## HOW TO COMPLETE THIS TASK
Below are the records; count how many of their lines hold the string "query" and give the number alone.

START DATA PROVIDED

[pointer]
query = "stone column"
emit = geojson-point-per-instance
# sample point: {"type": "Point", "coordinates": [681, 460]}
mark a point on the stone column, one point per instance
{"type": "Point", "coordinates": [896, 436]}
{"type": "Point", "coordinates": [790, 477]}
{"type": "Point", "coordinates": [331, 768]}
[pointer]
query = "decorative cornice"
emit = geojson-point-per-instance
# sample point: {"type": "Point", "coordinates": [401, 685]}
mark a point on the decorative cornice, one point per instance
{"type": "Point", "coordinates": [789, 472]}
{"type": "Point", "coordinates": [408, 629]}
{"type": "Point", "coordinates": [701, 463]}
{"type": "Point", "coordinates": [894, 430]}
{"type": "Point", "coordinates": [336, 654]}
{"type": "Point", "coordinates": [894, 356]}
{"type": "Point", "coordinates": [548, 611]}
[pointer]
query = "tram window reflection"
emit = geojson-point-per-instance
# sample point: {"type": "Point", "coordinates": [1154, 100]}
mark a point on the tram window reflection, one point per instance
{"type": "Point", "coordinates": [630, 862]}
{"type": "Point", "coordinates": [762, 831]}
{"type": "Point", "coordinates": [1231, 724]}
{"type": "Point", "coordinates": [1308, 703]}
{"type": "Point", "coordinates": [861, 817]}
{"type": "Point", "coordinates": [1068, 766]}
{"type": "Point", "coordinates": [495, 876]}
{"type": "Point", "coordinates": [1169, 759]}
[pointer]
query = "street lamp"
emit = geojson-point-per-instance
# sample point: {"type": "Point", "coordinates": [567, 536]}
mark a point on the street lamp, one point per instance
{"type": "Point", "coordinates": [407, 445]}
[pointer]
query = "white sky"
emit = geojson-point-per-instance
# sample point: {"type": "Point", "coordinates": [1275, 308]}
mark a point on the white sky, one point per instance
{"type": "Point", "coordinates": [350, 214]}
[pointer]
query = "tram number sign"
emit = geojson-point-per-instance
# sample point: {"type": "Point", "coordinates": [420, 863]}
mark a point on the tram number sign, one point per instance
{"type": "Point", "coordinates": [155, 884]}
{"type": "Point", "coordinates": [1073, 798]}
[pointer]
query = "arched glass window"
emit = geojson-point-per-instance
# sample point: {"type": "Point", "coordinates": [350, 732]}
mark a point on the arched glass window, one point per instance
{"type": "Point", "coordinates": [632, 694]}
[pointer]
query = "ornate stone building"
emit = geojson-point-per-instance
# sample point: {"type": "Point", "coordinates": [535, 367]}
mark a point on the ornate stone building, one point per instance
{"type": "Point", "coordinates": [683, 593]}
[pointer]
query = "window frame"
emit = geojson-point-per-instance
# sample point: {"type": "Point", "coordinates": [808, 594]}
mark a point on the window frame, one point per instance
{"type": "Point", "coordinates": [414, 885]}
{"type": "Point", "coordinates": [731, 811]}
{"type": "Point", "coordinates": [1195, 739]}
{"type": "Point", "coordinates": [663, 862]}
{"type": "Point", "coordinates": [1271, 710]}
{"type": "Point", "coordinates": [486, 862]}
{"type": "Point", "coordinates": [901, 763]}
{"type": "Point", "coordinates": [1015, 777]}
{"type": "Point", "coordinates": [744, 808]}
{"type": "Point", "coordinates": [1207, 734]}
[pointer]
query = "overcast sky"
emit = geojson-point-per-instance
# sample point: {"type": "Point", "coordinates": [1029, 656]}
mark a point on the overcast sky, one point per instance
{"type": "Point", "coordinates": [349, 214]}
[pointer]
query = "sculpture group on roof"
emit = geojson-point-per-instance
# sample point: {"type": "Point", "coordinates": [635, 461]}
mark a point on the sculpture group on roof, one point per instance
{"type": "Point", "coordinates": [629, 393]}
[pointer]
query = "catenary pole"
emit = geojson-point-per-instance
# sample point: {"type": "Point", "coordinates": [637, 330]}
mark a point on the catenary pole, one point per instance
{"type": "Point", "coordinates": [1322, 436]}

END DATA PROVIDED

## OUTPUT FOR THIS EXERCISE
12